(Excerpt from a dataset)
____________

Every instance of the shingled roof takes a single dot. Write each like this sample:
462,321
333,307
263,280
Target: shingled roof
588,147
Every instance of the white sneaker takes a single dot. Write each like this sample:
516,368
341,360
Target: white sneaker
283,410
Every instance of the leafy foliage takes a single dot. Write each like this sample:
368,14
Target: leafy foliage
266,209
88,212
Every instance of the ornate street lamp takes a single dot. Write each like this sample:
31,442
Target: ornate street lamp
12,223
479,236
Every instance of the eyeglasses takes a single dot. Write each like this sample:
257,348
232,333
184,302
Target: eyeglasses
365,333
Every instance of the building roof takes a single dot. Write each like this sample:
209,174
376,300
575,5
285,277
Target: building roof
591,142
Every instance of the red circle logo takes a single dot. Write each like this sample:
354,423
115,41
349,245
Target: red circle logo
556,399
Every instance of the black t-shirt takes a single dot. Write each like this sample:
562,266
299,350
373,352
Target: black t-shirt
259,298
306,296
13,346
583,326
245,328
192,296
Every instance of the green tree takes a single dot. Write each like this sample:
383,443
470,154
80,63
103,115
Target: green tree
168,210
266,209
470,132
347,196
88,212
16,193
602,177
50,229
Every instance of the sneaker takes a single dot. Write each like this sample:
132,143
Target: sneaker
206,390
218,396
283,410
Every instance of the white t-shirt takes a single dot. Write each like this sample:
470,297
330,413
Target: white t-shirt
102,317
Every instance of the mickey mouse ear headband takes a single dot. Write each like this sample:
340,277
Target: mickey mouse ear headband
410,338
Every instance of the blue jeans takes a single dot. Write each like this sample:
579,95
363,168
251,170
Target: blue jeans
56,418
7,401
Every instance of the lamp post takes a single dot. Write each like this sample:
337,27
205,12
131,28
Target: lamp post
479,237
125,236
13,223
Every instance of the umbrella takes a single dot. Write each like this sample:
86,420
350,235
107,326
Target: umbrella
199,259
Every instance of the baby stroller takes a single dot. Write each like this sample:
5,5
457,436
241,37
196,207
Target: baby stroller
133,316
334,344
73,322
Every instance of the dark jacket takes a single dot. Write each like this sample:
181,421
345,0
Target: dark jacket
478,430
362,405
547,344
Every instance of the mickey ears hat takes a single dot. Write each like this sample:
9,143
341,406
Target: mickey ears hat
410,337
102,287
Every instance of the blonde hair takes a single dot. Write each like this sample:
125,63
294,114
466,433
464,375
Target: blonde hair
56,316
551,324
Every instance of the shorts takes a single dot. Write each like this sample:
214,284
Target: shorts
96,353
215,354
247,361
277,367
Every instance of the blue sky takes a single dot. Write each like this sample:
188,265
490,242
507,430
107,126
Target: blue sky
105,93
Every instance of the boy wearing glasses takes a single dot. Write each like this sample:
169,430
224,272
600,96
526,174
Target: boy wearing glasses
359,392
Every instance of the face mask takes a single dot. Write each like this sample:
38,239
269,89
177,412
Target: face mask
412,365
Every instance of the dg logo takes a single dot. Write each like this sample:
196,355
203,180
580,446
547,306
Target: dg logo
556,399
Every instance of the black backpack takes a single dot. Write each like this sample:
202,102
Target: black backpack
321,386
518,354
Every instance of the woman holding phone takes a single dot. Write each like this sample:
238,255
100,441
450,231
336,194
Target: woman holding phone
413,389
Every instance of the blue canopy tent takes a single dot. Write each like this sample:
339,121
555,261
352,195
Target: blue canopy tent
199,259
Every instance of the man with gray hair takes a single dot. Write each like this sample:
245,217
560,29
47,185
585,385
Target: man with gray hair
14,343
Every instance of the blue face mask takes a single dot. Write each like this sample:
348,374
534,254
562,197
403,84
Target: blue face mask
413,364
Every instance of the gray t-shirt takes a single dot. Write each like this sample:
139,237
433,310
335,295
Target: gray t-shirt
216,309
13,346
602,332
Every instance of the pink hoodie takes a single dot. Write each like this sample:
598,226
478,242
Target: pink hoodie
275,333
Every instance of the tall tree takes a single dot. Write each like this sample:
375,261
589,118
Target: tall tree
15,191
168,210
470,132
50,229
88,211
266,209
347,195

____________

> Stated goal: Write out the complete set of records exactly as given.

> Output for this task:
Every instance of the shingled roof takes a single dot. Write each like this sample:
462,321
333,307
263,280
Target: shingled roof
588,147
Every instance of the white sneaker takes a single dot. Write each like this sample:
516,368
341,360
Target: white sneaker
283,410
Every instance of the leafy foliage takes a single dot. Write each like this sample:
368,14
Target: leafy foliage
266,209
88,212
Every instance of the ornate street lamp takes a single dot. Write each like this sample:
31,442
Target: ornate street lamp
12,223
479,236
Every instance of the eyeglasses takes a single dot. Write each like this sample:
257,348
232,333
184,302
Target: eyeglasses
365,333
Every instance of the building roof takes a single dot. Write each like this sample:
209,174
376,300
575,5
285,277
Target: building roof
591,142
Every instance of the red circle logo takes a single dot. Write each like this sample:
354,423
115,41
349,245
Target: red circle logo
556,399
Every instance of the black t-shirt takes a single dot. Write each like this sample:
562,266
299,350
373,352
Target: black t-shirt
259,298
306,296
13,346
583,326
245,328
192,296
Every instance of the green tree takes a single dot. Write each like this sample:
383,443
470,154
80,63
103,115
Target: green tree
168,210
266,209
470,132
347,196
88,212
16,193
602,177
50,229
Every instance of the sneaker takes a single dot. Write each like this sample:
132,143
Target: sneaker
206,390
218,396
283,410
Every instance of the white t-shirt takes a single dot. Write each like this sample:
470,297
330,413
Target: white t-shirt
102,317
Every instance of the mickey mouse ear headband takes a single dot. Write each like this sample:
340,277
Target: mickey mouse ear headband
410,338
Every instance of the blue jeans takes a single dot. Write each like this sample:
579,95
363,168
251,170
Target: blue jeans
56,418
7,401
Every instance of the lamp post takes a single dot. Write each like this sample:
337,27
205,12
131,28
Target: lamp post
479,237
125,236
13,223
Every instance of the umbrella takes a single dot. Write each like this sample:
86,420
350,235
107,326
Target: umbrella
199,259
Every instance of the baby stroller takes a single dot. Write each like this sample:
5,5
457,436
241,37
196,207
Target: baby stroller
133,316
334,344
73,322
Every instance of the dark jacket takes a single dot. Write each like this sample:
181,421
345,0
Target: dark jacket
478,430
362,405
547,344
Every instance of the mickey ears hat takes a single dot. Write each like this sample:
9,143
341,406
Target: mickey ears hat
410,337
102,287
Every instance of the blonde hair takes a single dot. Write each like this sample:
125,63
294,114
466,433
464,375
Target: blonde hair
56,316
551,324
Every instance of the shorts takes a single dot. Write each like this sample:
214,284
Target: shorts
96,353
215,354
247,361
277,367
Every instance of the blue sky takes a single dot. Write each like this sample:
188,265
490,242
507,430
107,126
Target: blue sky
105,93
Every instance of the boy wearing glasses takes a single dot. Write each like this sample:
169,430
224,272
600,96
526,174
Target: boy wearing glasses
359,392
Every instance of the face mask takes a single dot. Write each like this sample:
38,239
269,89
177,412
Target: face mask
412,365
Every instance of the dg logo takes a single dot. Write each like this sample:
196,355
203,180
580,446
547,306
Target: dg logo
556,399
Every instance of the black backpack takes a single dot. Write each like this sample:
202,102
Target: black backpack
321,386
518,354
Every instance of the woman holding phone takes a single dot. Write each like this sample:
238,255
100,441
450,231
336,194
Target: woman holding phone
413,389
Every instance of the blue canopy tent takes a single dot. Write each like this sample:
339,121
555,261
352,195
Target: blue canopy tent
199,259
Every instance of the man with gray hair takes a single dot. Write each like this sample:
245,217
560,29
47,185
585,385
Target: man with gray hair
14,343
Every instance of the blue face mask takes a single dot. Write each like this sample:
348,374
534,254
562,197
403,84
Target: blue face mask
413,364
Every instance of the gray t-shirt takes a single dot. Write each like this sample:
139,237
433,310
335,295
Target: gray t-shirt
216,309
13,346
602,332
Every instance of the pink hoodie takes a single dot. Write each like this sample:
598,226
478,242
Target: pink hoodie
275,333
Every instance of the tall tree takes a single dot. Write each like this sample:
375,261
589,118
Target: tall tree
15,191
168,210
470,132
50,229
88,211
266,209
347,195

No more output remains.